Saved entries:
((
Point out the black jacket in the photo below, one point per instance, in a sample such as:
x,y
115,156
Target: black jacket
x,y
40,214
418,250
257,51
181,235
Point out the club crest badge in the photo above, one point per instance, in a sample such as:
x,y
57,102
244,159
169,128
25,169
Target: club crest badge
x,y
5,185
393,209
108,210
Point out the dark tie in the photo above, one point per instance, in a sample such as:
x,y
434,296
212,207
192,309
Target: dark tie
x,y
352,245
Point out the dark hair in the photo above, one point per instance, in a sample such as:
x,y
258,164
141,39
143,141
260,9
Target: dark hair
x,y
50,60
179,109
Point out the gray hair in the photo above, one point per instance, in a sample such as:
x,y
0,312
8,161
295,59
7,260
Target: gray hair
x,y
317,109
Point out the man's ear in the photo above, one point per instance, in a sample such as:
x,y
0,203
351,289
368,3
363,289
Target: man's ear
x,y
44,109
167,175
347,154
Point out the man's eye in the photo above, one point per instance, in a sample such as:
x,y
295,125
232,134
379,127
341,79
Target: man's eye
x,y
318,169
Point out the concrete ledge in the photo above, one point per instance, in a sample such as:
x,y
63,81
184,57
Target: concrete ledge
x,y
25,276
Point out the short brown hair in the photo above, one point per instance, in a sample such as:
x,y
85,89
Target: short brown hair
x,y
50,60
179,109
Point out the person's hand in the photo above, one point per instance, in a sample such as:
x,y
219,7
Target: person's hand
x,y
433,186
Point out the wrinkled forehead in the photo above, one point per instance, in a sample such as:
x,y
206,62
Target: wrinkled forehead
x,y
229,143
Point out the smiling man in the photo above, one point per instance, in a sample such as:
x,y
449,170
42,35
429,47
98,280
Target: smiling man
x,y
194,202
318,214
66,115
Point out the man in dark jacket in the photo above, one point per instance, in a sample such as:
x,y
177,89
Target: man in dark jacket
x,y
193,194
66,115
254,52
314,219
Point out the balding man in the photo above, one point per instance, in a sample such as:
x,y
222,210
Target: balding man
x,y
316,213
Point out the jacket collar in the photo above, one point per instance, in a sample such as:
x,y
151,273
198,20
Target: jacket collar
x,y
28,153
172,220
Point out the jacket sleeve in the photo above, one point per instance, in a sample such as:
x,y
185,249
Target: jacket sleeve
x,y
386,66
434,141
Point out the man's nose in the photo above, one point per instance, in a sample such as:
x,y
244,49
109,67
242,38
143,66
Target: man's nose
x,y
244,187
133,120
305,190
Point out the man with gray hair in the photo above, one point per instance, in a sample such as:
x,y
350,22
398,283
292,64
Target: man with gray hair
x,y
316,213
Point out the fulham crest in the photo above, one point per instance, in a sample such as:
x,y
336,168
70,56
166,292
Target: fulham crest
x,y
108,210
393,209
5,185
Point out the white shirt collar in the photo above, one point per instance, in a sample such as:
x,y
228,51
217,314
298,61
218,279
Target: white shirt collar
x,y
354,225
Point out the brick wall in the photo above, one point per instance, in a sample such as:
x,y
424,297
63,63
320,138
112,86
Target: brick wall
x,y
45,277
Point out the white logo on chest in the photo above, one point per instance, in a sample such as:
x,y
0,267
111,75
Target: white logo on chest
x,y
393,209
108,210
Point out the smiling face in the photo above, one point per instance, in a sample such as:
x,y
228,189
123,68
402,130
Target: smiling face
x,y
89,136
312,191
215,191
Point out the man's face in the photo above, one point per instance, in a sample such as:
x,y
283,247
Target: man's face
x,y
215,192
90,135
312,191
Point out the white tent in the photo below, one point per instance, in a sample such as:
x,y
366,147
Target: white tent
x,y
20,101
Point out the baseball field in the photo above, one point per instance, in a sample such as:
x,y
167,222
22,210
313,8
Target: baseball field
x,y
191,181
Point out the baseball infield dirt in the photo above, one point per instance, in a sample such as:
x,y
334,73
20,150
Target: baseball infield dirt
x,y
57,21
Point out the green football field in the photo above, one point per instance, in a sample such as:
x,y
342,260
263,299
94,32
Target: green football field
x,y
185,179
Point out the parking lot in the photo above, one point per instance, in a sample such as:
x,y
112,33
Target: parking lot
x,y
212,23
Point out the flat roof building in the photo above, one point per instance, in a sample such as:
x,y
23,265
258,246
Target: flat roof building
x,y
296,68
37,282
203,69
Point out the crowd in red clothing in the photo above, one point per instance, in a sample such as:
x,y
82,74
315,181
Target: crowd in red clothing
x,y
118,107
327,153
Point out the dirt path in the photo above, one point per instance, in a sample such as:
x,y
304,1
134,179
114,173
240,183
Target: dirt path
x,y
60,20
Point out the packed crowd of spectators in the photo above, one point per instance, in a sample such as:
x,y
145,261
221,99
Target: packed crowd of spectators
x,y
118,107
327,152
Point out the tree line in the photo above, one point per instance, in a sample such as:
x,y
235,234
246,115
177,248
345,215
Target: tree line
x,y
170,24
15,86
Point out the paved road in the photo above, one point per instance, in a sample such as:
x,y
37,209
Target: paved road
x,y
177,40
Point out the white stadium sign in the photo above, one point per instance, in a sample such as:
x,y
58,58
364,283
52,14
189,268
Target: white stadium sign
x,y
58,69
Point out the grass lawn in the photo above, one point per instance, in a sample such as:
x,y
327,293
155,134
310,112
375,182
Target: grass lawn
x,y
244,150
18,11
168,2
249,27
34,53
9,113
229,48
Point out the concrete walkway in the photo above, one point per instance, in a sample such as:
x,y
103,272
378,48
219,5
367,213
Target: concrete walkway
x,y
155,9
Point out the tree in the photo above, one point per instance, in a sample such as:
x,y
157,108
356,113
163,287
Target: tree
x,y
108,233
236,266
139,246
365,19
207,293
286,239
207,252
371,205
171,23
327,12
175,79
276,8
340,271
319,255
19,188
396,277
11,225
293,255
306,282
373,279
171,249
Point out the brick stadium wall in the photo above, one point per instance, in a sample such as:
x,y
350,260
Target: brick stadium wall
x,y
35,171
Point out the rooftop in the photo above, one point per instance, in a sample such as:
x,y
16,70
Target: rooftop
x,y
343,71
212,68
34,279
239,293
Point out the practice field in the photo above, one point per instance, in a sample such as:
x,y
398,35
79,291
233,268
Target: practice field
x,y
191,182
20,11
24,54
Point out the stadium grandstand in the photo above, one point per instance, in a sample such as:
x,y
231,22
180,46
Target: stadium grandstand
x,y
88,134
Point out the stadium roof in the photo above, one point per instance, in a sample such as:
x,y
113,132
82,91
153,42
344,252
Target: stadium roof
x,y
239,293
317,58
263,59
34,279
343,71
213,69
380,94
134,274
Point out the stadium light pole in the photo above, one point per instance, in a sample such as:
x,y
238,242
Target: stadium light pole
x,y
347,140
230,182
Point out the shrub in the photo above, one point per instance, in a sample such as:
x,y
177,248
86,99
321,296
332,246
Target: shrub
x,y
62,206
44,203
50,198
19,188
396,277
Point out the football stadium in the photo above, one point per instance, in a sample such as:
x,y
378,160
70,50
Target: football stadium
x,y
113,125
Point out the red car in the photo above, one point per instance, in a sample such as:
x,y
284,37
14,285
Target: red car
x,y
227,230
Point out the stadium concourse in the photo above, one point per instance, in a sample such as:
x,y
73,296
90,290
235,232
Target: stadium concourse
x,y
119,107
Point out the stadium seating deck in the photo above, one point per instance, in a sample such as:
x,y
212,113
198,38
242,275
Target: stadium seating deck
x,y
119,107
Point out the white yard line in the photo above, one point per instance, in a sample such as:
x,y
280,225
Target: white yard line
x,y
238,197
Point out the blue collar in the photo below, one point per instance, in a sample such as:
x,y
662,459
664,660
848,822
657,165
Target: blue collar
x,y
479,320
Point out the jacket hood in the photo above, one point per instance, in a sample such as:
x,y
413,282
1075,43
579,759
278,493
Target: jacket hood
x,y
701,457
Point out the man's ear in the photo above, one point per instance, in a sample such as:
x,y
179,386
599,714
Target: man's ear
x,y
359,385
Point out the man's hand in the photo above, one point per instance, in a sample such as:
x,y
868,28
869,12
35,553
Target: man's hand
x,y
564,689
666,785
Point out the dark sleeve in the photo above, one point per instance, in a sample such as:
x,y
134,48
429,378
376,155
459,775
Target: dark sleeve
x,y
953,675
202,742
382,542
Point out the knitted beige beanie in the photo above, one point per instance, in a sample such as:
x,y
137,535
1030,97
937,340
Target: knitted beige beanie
))
Directions: Which of the lines above contain "below"? Return them all.

Solution to this exercise:
Point out the black jacket in the photo below, one point per instance, in a sample such as:
Point out the white tent in the photo below, one point per instance, in a sample such as:
Point out the blue collar in the photo below, one point per instance, in a sample such as:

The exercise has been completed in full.